**WRITTEN INSTRUCTION**:
In the commentary on the last mishnah of Berakhot, why does the rabbis' reading of "with all your heart" require serving God with both the good and the evil impulse? Answer in one to three sentences.

Introduction The first half of the last mishnah of Berakhot contains halakhot concerning three different subjects. 1) Blessing God for bad things; 2) Proper respect due to the Temple; 3) Decrees the rabbis made concerning blessings said in the Temple and greeting others.
One must bless [God] for the evil in the same way as one blesses for the good, as it says, “And you shall love the Lord your God with all your heart, with all your soul and with all your might” (Deuteronomy 6:5). “With all your heart,” with your two impulses, the evil impulse as well as the good impulse. “With all your soul” even though he takes your soul [life] away from you. “With all your might” with all your money. Another explanation, “With all your might” whatever treatment he metes out to you. This section teaches that just as one blesses over the good, so too one must bless over the evil, as we saw in mishnah two above. The mishnah continues with a midrash, an exegesis of the first part of the Shema. The last section of this midrash explains how the rabbis derive the commandment to bless over the evil, just as one blesses over the good. It is because of this line that the entire midrash is brought here in our mishnah. The first line of the midrash is based on the two “bets” in the word “your heart (levav’kha)” The two bets are understood by the rabbis as a hint that one must worship God with both of one’s impulses the good impulse and the evil impulse. The other sections of the midrash should be clear.

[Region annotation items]
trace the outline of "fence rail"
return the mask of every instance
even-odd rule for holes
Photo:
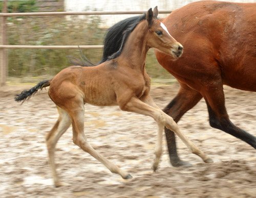
[[[79,45],[82,49],[100,49],[103,45]],[[0,45],[3,49],[78,49],[78,45]]]
[[[46,12],[17,13],[0,13],[0,16],[68,16],[68,15],[102,15],[114,14],[139,14],[146,13],[147,10],[136,11],[92,11],[92,12]],[[169,14],[173,10],[160,10],[159,14]]]
[[[47,16],[68,15],[115,15],[115,14],[141,14],[147,10],[136,11],[93,11],[93,12],[27,12],[7,13],[7,1],[3,1],[3,13],[0,13],[0,86],[5,85],[8,76],[8,54],[7,49],[76,49],[76,45],[9,45],[7,43],[6,18],[18,16]],[[173,10],[160,10],[160,14],[169,14]],[[79,45],[81,48],[96,49],[103,47],[103,45]]]

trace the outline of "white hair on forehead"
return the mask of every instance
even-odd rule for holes
[[[165,26],[164,26],[164,24],[162,22],[161,22],[161,27],[162,28],[163,28],[163,29],[164,29],[165,31],[166,31],[168,34],[169,34],[169,35],[170,36],[170,33],[169,33],[169,32],[168,31],[168,30],[167,29],[166,27]]]

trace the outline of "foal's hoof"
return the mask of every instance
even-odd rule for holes
[[[133,177],[131,175],[128,174],[127,175],[127,176],[125,177],[125,178],[124,178],[123,179],[124,180],[129,180],[129,179],[132,179],[132,178],[133,178]]]
[[[206,159],[205,160],[204,160],[204,162],[207,163],[207,164],[210,164],[211,163],[214,163],[214,161],[210,158]]]
[[[174,167],[179,167],[183,166],[186,168],[189,168],[189,167],[193,167],[193,165],[191,164],[190,163],[185,162],[182,160],[179,160],[178,161],[175,162],[172,162],[171,164]]]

**OUTPUT FOR THIS TASK**:
The word for "your heart" (levav'kha) is written with two "bets." The rabbis take these as a hint that one must worship God with both impulses, the good and the evil.